== Written task ==
Convert every item below into a numbered list of its lines, leaving out any blank lines.

== The data ==

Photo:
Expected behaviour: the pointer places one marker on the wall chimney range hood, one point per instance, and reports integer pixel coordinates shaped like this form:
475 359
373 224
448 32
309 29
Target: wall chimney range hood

== Solution ==
1. Photo:
2. Expected behaviour: the pointer places one marker on the wall chimney range hood, one point per instance, and reports integer pixel coordinates shaped like this form:
3. 475 359
4. 373 224
5. 448 32
6. 309 29
7. Target: wall chimney range hood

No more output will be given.